__RECORDS FOR PROCESSING__.
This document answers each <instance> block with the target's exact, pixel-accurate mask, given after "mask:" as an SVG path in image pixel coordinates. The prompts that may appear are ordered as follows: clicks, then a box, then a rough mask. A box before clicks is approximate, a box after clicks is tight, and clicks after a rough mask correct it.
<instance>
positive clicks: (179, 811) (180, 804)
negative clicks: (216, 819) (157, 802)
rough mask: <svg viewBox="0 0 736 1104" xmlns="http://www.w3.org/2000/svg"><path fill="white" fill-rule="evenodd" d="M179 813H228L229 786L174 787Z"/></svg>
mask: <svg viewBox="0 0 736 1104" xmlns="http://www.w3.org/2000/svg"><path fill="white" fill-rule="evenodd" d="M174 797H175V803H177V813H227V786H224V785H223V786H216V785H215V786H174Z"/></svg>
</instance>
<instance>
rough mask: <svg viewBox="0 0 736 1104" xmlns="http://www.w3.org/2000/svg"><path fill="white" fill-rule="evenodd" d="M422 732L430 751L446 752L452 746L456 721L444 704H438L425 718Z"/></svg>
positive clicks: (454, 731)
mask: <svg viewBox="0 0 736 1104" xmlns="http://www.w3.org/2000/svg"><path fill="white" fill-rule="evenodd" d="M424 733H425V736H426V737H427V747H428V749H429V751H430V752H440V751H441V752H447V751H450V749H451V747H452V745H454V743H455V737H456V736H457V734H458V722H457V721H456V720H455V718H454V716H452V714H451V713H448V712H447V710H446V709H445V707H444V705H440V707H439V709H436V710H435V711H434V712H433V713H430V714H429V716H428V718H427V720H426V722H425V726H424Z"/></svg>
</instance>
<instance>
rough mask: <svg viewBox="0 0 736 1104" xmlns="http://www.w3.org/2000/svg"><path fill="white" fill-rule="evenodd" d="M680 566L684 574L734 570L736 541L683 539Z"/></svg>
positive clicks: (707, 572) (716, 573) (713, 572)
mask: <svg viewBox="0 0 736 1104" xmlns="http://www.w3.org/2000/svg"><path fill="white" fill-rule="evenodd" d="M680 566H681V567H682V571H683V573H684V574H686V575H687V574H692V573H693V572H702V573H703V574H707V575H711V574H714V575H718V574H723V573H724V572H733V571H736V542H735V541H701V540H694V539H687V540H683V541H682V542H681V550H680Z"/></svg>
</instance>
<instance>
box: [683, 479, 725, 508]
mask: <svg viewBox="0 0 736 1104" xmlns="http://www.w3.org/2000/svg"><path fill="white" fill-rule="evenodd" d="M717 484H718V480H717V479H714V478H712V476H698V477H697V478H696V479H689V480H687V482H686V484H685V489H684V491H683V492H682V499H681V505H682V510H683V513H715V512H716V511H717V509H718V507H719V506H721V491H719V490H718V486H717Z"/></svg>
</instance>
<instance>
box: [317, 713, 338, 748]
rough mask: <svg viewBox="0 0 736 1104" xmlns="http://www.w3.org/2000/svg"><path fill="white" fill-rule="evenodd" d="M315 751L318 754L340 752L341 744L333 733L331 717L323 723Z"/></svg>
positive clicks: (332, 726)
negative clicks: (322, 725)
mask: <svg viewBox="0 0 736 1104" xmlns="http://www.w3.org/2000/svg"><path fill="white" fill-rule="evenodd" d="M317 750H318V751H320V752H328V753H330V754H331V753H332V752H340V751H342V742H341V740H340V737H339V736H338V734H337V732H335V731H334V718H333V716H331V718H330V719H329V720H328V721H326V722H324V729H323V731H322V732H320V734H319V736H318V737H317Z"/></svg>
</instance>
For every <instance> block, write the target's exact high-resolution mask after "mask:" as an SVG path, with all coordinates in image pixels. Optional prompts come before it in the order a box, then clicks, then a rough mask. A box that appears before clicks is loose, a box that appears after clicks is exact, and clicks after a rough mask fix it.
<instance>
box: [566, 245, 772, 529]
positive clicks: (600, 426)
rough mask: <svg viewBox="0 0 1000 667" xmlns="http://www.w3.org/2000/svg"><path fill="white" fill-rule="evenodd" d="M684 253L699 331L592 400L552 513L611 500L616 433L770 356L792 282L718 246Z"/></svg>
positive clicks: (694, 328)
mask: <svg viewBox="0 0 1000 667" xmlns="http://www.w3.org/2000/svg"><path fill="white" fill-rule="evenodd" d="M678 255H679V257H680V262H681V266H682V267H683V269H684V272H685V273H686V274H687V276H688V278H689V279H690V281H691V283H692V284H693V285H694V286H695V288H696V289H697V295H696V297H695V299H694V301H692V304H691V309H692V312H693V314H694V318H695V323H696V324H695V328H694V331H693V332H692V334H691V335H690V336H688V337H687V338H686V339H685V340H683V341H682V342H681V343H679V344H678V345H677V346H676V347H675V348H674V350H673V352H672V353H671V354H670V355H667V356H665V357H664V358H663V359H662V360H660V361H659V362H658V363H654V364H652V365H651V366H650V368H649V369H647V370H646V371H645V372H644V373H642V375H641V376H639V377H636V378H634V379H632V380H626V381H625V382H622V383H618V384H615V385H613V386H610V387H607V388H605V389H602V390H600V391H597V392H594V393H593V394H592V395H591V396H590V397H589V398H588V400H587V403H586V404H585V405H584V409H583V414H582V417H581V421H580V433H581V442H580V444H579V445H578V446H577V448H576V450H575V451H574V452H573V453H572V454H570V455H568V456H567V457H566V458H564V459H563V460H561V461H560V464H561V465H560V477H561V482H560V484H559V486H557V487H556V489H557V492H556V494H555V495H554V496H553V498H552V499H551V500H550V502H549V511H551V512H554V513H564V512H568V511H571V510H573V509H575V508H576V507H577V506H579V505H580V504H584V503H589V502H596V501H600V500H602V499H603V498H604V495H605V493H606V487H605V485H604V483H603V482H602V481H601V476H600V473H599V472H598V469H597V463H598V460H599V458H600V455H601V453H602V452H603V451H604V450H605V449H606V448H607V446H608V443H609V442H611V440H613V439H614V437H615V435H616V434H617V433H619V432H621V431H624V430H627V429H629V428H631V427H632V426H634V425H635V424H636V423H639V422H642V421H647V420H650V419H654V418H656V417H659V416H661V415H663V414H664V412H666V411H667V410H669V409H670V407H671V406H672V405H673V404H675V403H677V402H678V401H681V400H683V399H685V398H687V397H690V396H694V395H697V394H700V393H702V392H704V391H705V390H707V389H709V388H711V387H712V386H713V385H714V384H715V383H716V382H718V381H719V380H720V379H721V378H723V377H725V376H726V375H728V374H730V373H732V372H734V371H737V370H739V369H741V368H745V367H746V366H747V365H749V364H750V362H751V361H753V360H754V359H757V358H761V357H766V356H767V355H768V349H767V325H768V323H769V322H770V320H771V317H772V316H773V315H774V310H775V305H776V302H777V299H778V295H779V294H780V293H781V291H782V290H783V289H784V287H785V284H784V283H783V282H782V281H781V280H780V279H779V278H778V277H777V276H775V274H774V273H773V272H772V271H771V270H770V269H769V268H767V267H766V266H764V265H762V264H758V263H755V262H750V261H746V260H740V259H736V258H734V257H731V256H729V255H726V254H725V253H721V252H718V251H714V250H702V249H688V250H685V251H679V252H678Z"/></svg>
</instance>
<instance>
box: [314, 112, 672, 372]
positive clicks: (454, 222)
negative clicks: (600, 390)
==
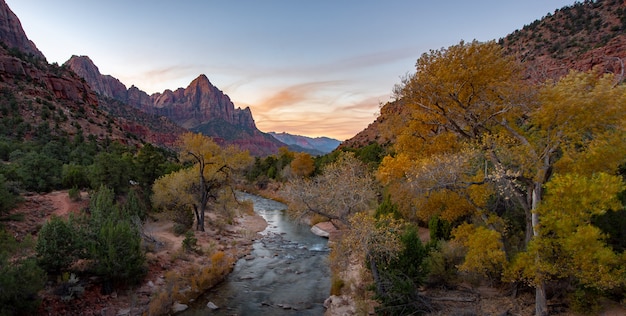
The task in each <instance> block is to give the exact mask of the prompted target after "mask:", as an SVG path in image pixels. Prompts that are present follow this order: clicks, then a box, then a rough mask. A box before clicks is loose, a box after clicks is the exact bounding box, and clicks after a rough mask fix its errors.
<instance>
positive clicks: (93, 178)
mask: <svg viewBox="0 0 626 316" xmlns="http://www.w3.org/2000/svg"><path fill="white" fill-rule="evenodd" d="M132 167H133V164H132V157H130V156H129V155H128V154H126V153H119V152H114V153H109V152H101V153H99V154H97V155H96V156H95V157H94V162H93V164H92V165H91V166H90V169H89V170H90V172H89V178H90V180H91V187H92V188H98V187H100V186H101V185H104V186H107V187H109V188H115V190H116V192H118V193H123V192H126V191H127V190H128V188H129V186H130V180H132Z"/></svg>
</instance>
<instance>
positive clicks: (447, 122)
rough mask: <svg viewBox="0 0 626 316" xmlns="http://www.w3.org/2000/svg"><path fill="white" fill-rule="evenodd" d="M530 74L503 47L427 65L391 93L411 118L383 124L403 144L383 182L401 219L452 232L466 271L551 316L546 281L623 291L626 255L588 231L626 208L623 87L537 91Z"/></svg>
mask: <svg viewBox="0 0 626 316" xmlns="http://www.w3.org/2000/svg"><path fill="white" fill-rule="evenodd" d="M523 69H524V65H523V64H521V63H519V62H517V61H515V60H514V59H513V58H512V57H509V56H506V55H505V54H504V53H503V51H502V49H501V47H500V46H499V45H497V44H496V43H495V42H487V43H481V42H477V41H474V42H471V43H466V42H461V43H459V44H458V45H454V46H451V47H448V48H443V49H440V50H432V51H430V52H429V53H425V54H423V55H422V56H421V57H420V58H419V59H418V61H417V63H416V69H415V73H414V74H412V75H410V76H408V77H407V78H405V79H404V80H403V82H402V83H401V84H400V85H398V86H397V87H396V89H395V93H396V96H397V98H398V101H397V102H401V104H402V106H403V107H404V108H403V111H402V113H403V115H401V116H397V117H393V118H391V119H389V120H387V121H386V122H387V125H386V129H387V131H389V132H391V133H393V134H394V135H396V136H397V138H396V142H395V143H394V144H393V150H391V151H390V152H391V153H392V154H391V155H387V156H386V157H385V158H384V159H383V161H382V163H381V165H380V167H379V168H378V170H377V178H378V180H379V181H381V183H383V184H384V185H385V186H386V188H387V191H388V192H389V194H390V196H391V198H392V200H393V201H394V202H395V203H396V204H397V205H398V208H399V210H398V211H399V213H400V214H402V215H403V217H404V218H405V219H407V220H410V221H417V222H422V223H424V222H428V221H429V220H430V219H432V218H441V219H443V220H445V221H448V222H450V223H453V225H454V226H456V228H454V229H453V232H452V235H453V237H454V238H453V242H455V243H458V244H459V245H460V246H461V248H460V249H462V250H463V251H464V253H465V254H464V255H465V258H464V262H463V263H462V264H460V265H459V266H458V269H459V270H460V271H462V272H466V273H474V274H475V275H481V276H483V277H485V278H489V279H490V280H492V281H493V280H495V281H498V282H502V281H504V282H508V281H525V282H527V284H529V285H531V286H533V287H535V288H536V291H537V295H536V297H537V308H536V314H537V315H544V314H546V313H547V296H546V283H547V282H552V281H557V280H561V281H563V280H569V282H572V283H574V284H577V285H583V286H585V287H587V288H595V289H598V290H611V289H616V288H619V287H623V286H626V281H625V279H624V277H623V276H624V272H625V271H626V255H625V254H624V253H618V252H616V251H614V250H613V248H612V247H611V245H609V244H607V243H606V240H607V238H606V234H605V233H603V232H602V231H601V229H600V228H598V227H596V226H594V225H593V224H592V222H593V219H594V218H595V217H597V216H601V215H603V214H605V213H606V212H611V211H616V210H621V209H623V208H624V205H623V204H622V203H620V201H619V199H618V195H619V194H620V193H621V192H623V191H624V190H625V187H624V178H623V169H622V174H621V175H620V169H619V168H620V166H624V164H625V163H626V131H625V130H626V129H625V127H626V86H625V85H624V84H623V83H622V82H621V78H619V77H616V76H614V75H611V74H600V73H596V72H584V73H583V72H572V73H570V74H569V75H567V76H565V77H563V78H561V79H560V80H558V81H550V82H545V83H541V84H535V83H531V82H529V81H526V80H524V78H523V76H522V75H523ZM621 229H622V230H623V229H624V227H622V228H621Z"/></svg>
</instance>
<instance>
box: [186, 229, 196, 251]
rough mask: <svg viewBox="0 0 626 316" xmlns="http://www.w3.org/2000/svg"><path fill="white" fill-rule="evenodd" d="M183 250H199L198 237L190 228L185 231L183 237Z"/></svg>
==
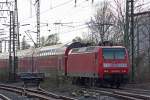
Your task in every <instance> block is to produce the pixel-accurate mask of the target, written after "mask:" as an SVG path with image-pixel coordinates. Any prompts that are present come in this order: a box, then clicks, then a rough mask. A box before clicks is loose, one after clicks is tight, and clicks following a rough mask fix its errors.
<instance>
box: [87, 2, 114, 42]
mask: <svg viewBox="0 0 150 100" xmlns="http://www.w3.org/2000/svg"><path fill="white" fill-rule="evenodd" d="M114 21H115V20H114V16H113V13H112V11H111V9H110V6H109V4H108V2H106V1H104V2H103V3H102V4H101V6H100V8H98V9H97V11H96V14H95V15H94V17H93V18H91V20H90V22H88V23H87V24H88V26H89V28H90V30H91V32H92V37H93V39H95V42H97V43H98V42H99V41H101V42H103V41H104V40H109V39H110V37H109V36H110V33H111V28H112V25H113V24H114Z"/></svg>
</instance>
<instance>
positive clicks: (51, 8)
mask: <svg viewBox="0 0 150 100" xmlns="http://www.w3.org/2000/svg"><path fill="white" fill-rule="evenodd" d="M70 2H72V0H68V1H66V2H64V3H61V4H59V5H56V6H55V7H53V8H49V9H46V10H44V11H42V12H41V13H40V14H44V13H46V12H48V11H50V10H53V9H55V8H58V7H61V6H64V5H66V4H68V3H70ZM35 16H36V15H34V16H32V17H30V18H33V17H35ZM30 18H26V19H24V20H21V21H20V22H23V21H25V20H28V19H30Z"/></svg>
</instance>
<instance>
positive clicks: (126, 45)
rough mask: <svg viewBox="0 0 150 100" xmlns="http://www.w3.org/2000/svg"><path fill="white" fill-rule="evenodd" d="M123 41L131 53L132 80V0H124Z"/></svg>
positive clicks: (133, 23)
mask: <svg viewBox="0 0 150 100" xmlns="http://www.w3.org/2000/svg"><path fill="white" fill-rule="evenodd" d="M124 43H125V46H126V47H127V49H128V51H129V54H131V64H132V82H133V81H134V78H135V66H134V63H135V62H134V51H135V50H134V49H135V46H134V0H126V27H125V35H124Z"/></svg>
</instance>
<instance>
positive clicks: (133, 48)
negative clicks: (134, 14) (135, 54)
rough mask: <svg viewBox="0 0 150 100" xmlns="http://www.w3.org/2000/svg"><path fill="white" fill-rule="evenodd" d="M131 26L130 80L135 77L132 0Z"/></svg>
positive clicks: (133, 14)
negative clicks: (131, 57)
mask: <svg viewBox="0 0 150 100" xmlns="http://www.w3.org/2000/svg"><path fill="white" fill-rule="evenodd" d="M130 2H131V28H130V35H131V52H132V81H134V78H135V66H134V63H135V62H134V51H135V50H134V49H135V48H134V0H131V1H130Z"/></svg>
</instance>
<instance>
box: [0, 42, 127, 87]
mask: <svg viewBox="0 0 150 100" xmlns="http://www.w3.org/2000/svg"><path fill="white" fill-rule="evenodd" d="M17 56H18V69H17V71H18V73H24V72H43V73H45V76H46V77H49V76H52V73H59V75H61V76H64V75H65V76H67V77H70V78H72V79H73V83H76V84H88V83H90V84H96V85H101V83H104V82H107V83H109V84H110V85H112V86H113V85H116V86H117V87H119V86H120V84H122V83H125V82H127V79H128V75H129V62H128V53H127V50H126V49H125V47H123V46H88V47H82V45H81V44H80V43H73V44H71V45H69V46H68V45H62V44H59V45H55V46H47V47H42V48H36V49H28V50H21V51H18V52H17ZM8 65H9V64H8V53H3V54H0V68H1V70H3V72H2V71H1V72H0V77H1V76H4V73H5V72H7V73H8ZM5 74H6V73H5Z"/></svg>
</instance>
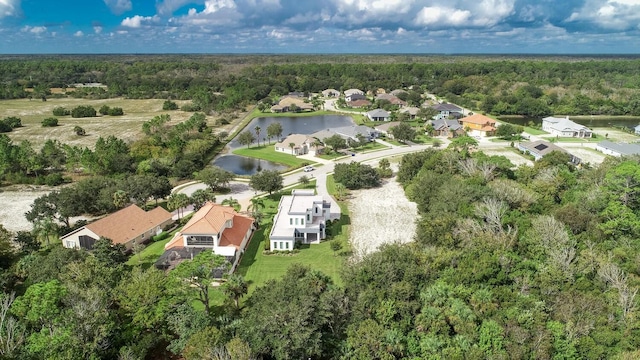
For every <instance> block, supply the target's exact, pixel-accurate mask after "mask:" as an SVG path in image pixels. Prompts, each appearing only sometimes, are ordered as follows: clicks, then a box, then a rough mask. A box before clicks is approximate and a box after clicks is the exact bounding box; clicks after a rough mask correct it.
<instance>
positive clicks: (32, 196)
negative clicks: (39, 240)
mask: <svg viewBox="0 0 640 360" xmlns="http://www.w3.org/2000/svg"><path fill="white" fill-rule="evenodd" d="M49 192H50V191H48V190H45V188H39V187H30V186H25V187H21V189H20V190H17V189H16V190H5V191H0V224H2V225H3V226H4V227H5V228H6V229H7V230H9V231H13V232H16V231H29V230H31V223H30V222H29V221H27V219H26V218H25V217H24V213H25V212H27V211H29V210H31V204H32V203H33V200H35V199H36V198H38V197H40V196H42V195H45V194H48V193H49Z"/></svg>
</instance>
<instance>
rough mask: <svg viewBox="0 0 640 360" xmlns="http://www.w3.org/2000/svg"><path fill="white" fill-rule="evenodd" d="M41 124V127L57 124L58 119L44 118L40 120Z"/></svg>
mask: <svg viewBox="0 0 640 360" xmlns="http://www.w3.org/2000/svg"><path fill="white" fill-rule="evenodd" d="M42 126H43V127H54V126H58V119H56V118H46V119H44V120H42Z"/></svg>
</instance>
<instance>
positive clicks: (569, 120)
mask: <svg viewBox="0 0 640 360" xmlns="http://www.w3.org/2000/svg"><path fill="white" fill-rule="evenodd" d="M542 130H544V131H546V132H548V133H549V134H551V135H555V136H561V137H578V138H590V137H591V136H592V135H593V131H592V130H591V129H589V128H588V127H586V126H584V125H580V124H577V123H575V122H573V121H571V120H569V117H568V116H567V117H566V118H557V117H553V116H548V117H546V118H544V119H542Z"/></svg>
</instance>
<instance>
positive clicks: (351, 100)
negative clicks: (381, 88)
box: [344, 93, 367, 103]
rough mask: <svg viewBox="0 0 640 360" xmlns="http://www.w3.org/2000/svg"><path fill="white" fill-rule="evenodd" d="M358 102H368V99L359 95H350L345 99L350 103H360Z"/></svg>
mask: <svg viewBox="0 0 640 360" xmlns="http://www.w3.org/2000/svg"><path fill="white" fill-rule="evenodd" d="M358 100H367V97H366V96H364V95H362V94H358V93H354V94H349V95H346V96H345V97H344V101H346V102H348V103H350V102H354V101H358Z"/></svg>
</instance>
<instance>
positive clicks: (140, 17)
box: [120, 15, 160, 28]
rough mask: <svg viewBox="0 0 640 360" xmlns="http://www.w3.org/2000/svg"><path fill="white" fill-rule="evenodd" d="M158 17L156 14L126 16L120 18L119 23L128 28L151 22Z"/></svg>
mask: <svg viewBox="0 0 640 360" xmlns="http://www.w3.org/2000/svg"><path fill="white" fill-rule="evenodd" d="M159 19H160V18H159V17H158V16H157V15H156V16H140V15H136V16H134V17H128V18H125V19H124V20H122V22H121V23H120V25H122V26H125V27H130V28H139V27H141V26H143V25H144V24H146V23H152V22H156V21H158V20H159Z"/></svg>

__EXERCISE GOAL__. All that is wanted is the stretch of lines above from the one containing "This document answers" through the one containing "732L430 751L446 752L452", duplicated exactly.

__ANSWER FOR THIS EXERCISE__.
This document answers each <instance> block with the target's exact, pixel-accurate mask, given after "mask:" as an SVG path in image pixel coordinates. The prompts that may appear are ordered as follows: clicks, then a box, then a rough mask. A box before clicks is approximate, a box after clicks is tight, and clicks after a rough mask correct it.
<instance>
positive clicks: (179, 811) (180, 804)
negative clicks: (216, 819) (157, 802)
rough mask: <svg viewBox="0 0 736 1104" xmlns="http://www.w3.org/2000/svg"><path fill="white" fill-rule="evenodd" d="M179 813H228L229 786L174 787Z"/></svg>
mask: <svg viewBox="0 0 736 1104" xmlns="http://www.w3.org/2000/svg"><path fill="white" fill-rule="evenodd" d="M174 797H175V803H177V813H227V786H224V785H223V786H216V785H215V786H174Z"/></svg>
</instance>
<instance>
rough mask: <svg viewBox="0 0 736 1104" xmlns="http://www.w3.org/2000/svg"><path fill="white" fill-rule="evenodd" d="M422 732L430 751L446 752L452 746L456 721L444 704H438L425 718Z"/></svg>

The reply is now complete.